> Document extract:

And I know that I had some positive effects on Poland.
I met with some, well, let's not get into details.
I met with some people with whom an effect can be effected.
That kind of works.
And so I did some good, and it certainly changed me.
And those of you who've been following my Twitter feed for a while have seen things get just a little bit more punchy.
And I think that's very important.
I may be a little bit late to the punchy party, but I'm making up for it with some, I think, fairly effective haymakers.
So I want to do more of that, and I'd like to do some work in...
California, which I find quite fascinating.
What a transition from the 1960s to now.
I'm interested in returning back to, I guess, like a salmon swimming upstream, back to the land of my birth in Ireland.
I really, really want to do, and you'll see why when the movie Hoaxed comes out, which I hope will be sometime soon, I want to do a history of philosophy While actually walking the regions where the philosophers walked.
You know, go to Athens, do the history of Greek philosophy, do some Roman philosophy, just Mediterranean as a whole.
I would love to do that.
And I'm very good at sort of walking and talking with a camera.

> Listed entries:
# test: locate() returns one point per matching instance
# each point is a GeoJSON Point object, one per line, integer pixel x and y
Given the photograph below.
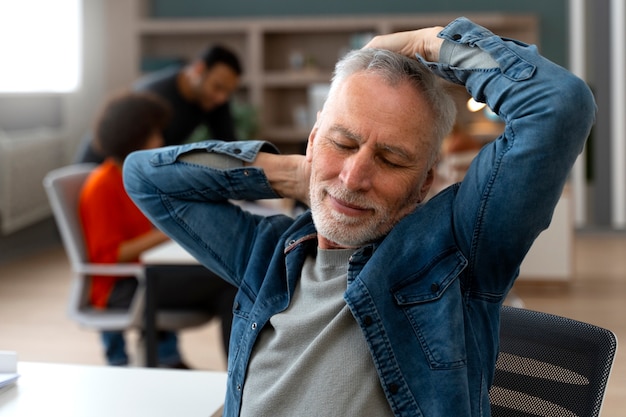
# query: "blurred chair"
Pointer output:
{"type": "Point", "coordinates": [63, 187]}
{"type": "Point", "coordinates": [550, 366]}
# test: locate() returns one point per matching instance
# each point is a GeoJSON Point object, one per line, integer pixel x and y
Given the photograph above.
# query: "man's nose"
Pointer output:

> Exercise aim: Could you return the entire talk about future filming plans, word for word? These records were drawn from a source other than the talk about future filming plans.

> Response for this exercise:
And I know that I had some positive effects on Poland.
I met with some, well, let's not get into details.
I met with some people with whom an effect can be effected.
That kind of works.
And so I did some good, and it certainly changed me.
And those of you who've been following my Twitter feed for a while have seen things get just a little bit more punchy.
And I think that's very important.
I may be a little bit late to the punchy party, but I'm making up for it with some, I think, fairly effective haymakers.
So I want to do more of that, and I'd like to do some work in...
California, which I find quite fascinating.
What a transition from the 1960s to now.
I'm interested in returning back to, I guess, like a salmon swimming upstream, back to the land of my birth in Ireland.
I really, really want to do, and you'll see why when the movie Hoaxed comes out, which I hope will be sometime soon, I want to do a history of philosophy While actually walking the regions where the philosophers walked.
You know, go to Athens, do the history of Greek philosophy, do some Roman philosophy, just Mediterranean as a whole.
I would love to do that.
And I'm very good at sort of walking and talking with a camera.